§ MATERIAL FOR THIS EXERCISE
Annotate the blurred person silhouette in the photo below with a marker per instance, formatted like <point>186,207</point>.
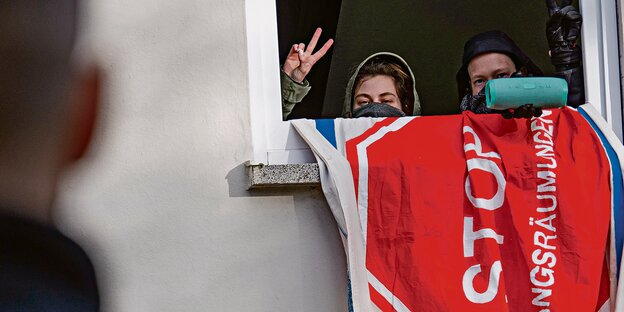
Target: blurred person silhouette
<point>47,113</point>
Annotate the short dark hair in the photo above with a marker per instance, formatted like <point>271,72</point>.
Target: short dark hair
<point>35,56</point>
<point>403,83</point>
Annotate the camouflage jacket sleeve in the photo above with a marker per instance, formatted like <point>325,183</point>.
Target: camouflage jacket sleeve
<point>292,93</point>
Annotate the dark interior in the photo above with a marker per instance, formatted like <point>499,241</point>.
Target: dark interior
<point>428,34</point>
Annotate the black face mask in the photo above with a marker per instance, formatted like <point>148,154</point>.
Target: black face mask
<point>475,103</point>
<point>377,110</point>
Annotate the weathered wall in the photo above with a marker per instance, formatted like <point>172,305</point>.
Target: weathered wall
<point>160,202</point>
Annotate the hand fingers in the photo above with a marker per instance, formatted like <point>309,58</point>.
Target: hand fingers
<point>300,50</point>
<point>552,6</point>
<point>321,52</point>
<point>314,40</point>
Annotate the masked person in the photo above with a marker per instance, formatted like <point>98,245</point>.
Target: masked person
<point>492,55</point>
<point>380,86</point>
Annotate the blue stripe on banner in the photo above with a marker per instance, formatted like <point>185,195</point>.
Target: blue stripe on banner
<point>618,189</point>
<point>327,129</point>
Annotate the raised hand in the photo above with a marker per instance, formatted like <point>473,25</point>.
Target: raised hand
<point>562,30</point>
<point>301,58</point>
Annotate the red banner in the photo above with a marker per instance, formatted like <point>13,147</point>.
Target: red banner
<point>475,212</point>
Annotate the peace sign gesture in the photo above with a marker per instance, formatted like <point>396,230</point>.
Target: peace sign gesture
<point>301,59</point>
<point>564,25</point>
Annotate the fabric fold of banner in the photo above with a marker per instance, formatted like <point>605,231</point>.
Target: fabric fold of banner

§ PROBLEM STATEMENT
Only the lines containing "fabric" are needed; pull them out of the listing.

§ FINISHED EXERCISE
Annotate the fabric fold of banner in the photo above with a marker per instance, formatted like <point>605,231</point>.
Target: fabric fold of banner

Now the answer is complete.